PROVIDED RECORDS:
━━━━━━━━━━━━━━━━━━━━━━━━━━━━━━
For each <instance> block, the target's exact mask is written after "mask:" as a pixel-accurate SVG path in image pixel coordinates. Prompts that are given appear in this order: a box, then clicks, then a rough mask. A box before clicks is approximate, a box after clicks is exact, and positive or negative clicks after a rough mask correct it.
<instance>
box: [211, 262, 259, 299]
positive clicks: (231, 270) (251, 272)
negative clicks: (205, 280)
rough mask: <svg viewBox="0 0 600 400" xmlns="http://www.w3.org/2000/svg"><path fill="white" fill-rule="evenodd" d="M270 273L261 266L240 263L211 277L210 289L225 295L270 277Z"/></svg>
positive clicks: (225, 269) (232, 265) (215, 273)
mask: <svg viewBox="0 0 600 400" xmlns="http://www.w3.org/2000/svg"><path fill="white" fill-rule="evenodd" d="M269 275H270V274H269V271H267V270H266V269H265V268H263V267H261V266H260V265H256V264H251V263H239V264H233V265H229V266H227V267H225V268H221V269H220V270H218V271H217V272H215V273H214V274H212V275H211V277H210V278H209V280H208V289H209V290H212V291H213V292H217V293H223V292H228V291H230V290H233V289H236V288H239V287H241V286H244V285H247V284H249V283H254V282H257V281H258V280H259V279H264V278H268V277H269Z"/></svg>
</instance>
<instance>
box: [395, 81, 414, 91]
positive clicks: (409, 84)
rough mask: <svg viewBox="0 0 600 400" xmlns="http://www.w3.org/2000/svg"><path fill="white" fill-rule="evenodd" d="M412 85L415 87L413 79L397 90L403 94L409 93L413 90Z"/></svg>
━━━━━━━━━━━━━━━━━━━━━━━━━━━━━━
The answer must consist of all the entries, copied exactly.

For each <instance> block, the target's exact mask is written after "mask:" as a pixel-accurate SVG path in image pixel coordinates. Prompts that are given appear in this order: a box, then clicks, then a rough mask. A box before clicks is approximate, a box after clicks is exact, and positive or negative clicks after a rough mask correct it.
<instance>
box: [211, 262, 259, 299]
positive clicks: (231, 270) (251, 272)
negative clicks: (205, 280)
rough mask: <svg viewBox="0 0 600 400" xmlns="http://www.w3.org/2000/svg"><path fill="white" fill-rule="evenodd" d="M270 273L261 266L240 263L211 277L210 289L225 295L270 277Z"/></svg>
positive clicks: (225, 269) (232, 265) (215, 273)
mask: <svg viewBox="0 0 600 400" xmlns="http://www.w3.org/2000/svg"><path fill="white" fill-rule="evenodd" d="M269 275H270V274H269V271H267V270H266V269H265V268H263V267H261V266H260V265H256V264H251V263H239V264H233V265H229V266H227V267H225V268H221V269H220V270H218V271H217V272H215V273H214V274H212V275H211V277H210V278H209V280H208V289H209V290H212V291H213V292H217V293H223V292H228V291H230V290H233V289H236V288H239V287H241V286H244V285H247V284H249V283H254V282H257V281H258V280H259V279H264V278H268V277H269Z"/></svg>
</instance>
<instance>
box: [395, 81, 414, 91]
positive clicks: (409, 84)
rough mask: <svg viewBox="0 0 600 400" xmlns="http://www.w3.org/2000/svg"><path fill="white" fill-rule="evenodd" d="M412 85L415 87L413 79L397 90L403 94L409 93L413 90Z"/></svg>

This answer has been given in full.